» Task description
When copying the data below, keep only the lines from the one with "Locate the white wall;" through the one with "Locate the car rear", word for word, and skip the pictures.

Dataset entries:
····················
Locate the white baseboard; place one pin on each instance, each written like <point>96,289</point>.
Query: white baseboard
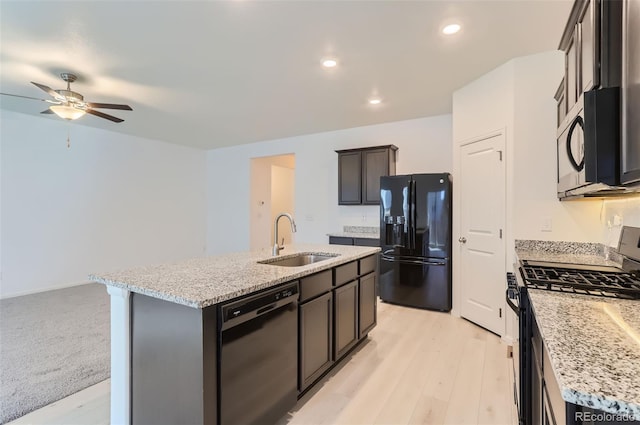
<point>35,291</point>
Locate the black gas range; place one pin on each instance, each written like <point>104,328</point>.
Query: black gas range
<point>591,280</point>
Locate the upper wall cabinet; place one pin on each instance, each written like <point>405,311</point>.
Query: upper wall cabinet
<point>359,172</point>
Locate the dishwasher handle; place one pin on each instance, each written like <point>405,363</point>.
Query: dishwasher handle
<point>248,308</point>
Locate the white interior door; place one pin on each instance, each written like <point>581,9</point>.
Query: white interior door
<point>482,244</point>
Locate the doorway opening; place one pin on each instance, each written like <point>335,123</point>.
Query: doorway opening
<point>272,192</point>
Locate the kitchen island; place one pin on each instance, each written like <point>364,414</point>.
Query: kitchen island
<point>165,323</point>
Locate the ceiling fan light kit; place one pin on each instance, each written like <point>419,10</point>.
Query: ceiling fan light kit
<point>67,112</point>
<point>71,105</point>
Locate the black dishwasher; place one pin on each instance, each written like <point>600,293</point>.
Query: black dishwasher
<point>258,361</point>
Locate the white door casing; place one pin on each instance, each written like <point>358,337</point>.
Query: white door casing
<point>482,231</point>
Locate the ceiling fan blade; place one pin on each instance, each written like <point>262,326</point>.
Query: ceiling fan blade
<point>103,115</point>
<point>49,90</point>
<point>109,106</point>
<point>32,98</point>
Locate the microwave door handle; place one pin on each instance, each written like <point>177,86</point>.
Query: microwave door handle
<point>412,214</point>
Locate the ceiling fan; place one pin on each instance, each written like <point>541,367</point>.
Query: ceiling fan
<point>71,105</point>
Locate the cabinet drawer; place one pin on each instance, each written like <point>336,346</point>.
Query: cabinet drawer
<point>368,264</point>
<point>366,242</point>
<point>315,285</point>
<point>345,273</point>
<point>536,342</point>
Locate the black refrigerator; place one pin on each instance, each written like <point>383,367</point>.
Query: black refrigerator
<point>415,237</point>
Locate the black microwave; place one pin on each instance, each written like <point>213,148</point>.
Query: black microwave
<point>589,146</point>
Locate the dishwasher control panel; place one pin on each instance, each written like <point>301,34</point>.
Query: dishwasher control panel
<point>259,303</point>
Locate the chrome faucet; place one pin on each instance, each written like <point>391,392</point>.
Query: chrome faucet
<point>277,248</point>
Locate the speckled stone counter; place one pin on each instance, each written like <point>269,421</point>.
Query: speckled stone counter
<point>593,342</point>
<point>201,282</point>
<point>594,347</point>
<point>355,235</point>
<point>361,232</point>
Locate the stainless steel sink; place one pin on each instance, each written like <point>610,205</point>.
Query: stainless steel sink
<point>298,260</point>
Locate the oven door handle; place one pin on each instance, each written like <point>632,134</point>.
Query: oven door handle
<point>511,304</point>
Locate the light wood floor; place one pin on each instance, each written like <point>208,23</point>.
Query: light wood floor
<point>417,367</point>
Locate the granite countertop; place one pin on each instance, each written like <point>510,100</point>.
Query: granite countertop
<point>201,282</point>
<point>360,235</point>
<point>594,347</point>
<point>593,342</point>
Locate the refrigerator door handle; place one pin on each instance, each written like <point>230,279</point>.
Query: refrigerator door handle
<point>419,262</point>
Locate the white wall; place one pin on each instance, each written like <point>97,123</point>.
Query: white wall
<point>535,172</point>
<point>424,146</point>
<point>110,201</point>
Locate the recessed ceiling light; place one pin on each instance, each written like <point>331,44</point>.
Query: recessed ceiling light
<point>451,29</point>
<point>329,63</point>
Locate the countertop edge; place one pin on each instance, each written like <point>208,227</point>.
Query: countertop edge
<point>289,275</point>
<point>354,235</point>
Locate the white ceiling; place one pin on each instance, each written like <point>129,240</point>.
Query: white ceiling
<point>212,74</point>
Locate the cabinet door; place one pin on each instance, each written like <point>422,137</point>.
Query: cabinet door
<point>349,178</point>
<point>367,303</point>
<point>346,317</point>
<point>315,339</point>
<point>375,163</point>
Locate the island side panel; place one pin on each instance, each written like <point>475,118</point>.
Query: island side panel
<point>173,363</point>
<point>120,355</point>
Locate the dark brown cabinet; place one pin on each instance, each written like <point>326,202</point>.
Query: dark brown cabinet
<point>359,172</point>
<point>315,339</point>
<point>346,317</point>
<point>315,330</point>
<point>367,304</point>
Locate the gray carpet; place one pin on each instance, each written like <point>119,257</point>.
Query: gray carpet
<point>52,344</point>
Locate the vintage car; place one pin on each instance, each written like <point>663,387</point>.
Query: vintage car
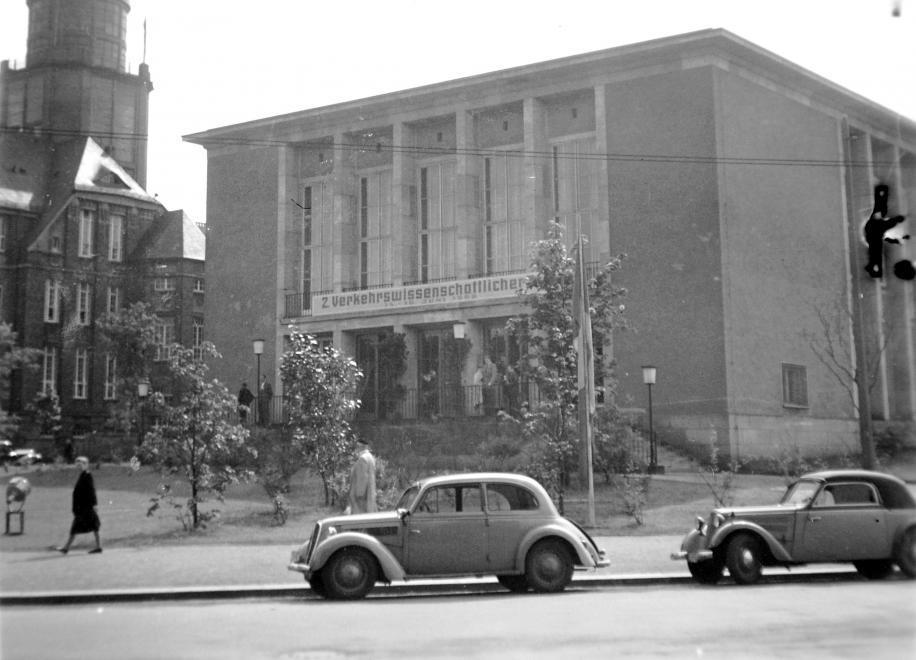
<point>867,518</point>
<point>461,524</point>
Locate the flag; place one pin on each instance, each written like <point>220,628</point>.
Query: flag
<point>584,346</point>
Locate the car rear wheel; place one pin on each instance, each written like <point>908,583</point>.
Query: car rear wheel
<point>706,572</point>
<point>874,569</point>
<point>349,574</point>
<point>515,583</point>
<point>317,585</point>
<point>548,567</point>
<point>743,558</point>
<point>906,553</point>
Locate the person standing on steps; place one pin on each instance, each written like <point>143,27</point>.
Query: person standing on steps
<point>85,508</point>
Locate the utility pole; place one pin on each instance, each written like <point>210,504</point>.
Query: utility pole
<point>860,365</point>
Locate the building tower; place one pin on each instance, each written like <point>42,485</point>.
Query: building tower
<point>76,82</point>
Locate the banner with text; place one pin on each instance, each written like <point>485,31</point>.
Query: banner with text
<point>415,295</point>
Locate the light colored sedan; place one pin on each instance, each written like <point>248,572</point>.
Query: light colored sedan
<point>461,524</point>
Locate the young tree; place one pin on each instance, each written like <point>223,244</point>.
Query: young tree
<point>12,357</point>
<point>547,331</point>
<point>197,435</point>
<point>319,393</point>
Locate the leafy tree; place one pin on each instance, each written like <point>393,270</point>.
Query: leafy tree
<point>197,436</point>
<point>12,357</point>
<point>319,386</point>
<point>130,335</point>
<point>547,331</point>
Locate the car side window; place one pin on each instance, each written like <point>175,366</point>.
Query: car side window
<point>509,497</point>
<point>861,494</point>
<point>452,499</point>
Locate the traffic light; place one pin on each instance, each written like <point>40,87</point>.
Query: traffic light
<point>880,229</point>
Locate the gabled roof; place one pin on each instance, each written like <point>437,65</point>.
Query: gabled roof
<point>40,176</point>
<point>174,236</point>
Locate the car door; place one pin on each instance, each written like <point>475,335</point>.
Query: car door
<point>446,532</point>
<point>512,511</point>
<point>845,522</point>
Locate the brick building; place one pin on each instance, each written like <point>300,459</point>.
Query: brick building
<point>79,234</point>
<point>735,181</point>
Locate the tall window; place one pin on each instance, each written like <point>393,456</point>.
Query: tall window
<point>81,374</point>
<point>794,386</point>
<point>375,229</point>
<point>49,370</point>
<point>114,300</point>
<point>575,187</point>
<point>87,229</point>
<point>198,338</point>
<point>111,377</point>
<point>165,336</point>
<point>115,237</point>
<point>83,303</point>
<point>52,301</point>
<point>316,242</point>
<point>505,239</point>
<point>437,230</point>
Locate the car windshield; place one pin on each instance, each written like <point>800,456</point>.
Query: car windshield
<point>800,492</point>
<point>408,497</point>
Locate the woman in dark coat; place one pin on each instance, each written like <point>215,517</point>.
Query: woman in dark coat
<point>85,503</point>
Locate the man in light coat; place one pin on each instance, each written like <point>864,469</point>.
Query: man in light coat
<point>362,480</point>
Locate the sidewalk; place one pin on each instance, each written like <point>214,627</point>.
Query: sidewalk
<point>232,571</point>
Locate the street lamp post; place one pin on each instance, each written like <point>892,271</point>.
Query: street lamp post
<point>142,393</point>
<point>648,377</point>
<point>258,346</point>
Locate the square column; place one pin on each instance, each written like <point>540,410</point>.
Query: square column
<point>537,167</point>
<point>404,211</point>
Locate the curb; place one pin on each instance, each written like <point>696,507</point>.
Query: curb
<point>415,588</point>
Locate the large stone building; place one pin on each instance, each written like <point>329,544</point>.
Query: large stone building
<point>79,234</point>
<point>735,181</point>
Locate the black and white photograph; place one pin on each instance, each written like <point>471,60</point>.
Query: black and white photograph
<point>460,330</point>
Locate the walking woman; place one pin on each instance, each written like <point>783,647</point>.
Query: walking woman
<point>85,508</point>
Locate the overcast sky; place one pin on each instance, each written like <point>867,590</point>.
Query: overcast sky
<point>219,62</point>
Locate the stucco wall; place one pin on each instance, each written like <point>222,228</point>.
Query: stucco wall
<point>664,216</point>
<point>242,261</point>
<point>784,241</point>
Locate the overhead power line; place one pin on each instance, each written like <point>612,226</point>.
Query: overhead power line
<point>378,147</point>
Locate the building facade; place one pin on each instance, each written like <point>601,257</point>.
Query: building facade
<point>735,182</point>
<point>79,234</point>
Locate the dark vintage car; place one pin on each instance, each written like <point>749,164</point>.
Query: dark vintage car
<point>867,518</point>
<point>463,524</point>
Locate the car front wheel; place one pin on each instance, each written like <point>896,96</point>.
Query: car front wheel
<point>349,574</point>
<point>317,585</point>
<point>906,553</point>
<point>706,572</point>
<point>743,558</point>
<point>548,567</point>
<point>515,583</point>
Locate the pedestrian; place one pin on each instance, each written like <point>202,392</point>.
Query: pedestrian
<point>362,480</point>
<point>490,376</point>
<point>85,508</point>
<point>265,394</point>
<point>245,399</point>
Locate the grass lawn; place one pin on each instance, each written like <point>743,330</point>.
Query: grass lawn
<point>246,515</point>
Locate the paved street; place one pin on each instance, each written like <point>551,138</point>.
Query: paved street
<point>823,620</point>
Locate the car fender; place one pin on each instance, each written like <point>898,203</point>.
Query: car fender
<point>777,549</point>
<point>391,567</point>
<point>582,556</point>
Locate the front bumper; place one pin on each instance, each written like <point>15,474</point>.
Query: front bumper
<point>693,557</point>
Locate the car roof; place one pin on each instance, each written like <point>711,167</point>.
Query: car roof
<point>504,477</point>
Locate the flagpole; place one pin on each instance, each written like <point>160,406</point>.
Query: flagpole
<point>585,371</point>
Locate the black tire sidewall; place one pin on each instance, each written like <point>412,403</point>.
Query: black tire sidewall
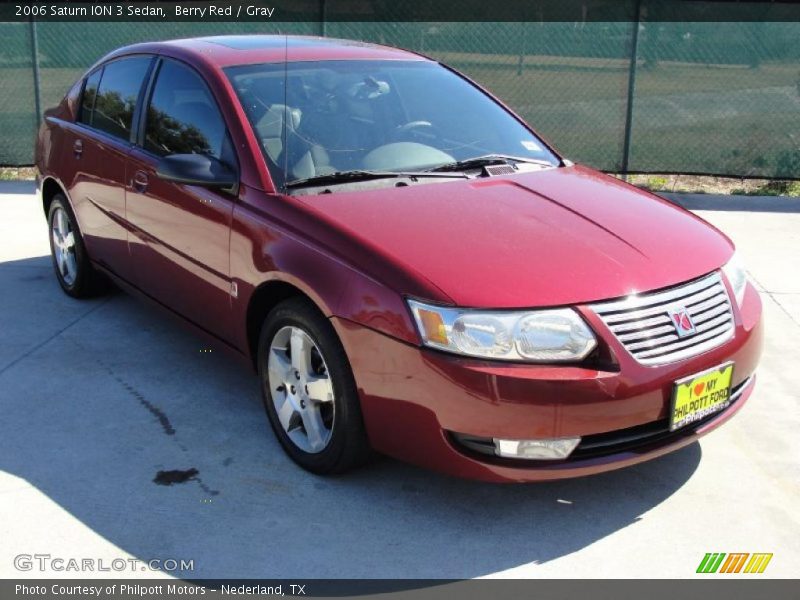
····················
» Answer to the exercise
Locate the white wall; place one pin on each instance, each written like <point>97,123</point>.
Query: white wall
<point>535,172</point>
<point>424,146</point>
<point>110,201</point>
Locate the recessed ceiling light; place one pin on each instance, each written like <point>331,44</point>.
Query: recessed ceiling light
<point>451,29</point>
<point>329,63</point>
Locate the countertop edge; place one pin on each instance, each written like <point>208,227</point>.
Query: countertop edge
<point>289,275</point>
<point>354,235</point>
Locate the white ceiling; place one pin on each instance, each written like <point>129,240</point>.
Query: white ceiling
<point>212,74</point>
Locate the cabinet door; place one pin on each instance, each written like <point>422,137</point>.
Query: cabinet door
<point>349,178</point>
<point>367,303</point>
<point>346,317</point>
<point>315,339</point>
<point>375,163</point>
Locate the island side panel; place one pin on each instance, each written like <point>475,118</point>.
Query: island side panel
<point>173,363</point>
<point>120,355</point>
Locate the dark brown cabinet; place one pin on each instance, each written like <point>326,202</point>.
Query: dark brown cabinet
<point>359,172</point>
<point>315,339</point>
<point>346,317</point>
<point>315,330</point>
<point>367,304</point>
Locate the gray carpet; place one pin on each instance, each written like <point>119,257</point>.
Query: gray carpet
<point>52,344</point>
Locate the vintage car; place one pin on each instance, each written like <point>663,387</point>.
Query: vintage car
<point>867,518</point>
<point>461,524</point>
Locate the flag; place one pin on each instance, each written like <point>220,628</point>.
Query: flag
<point>584,346</point>
Locate the car rear wheel; place one pin on each instance, each written like <point>908,583</point>.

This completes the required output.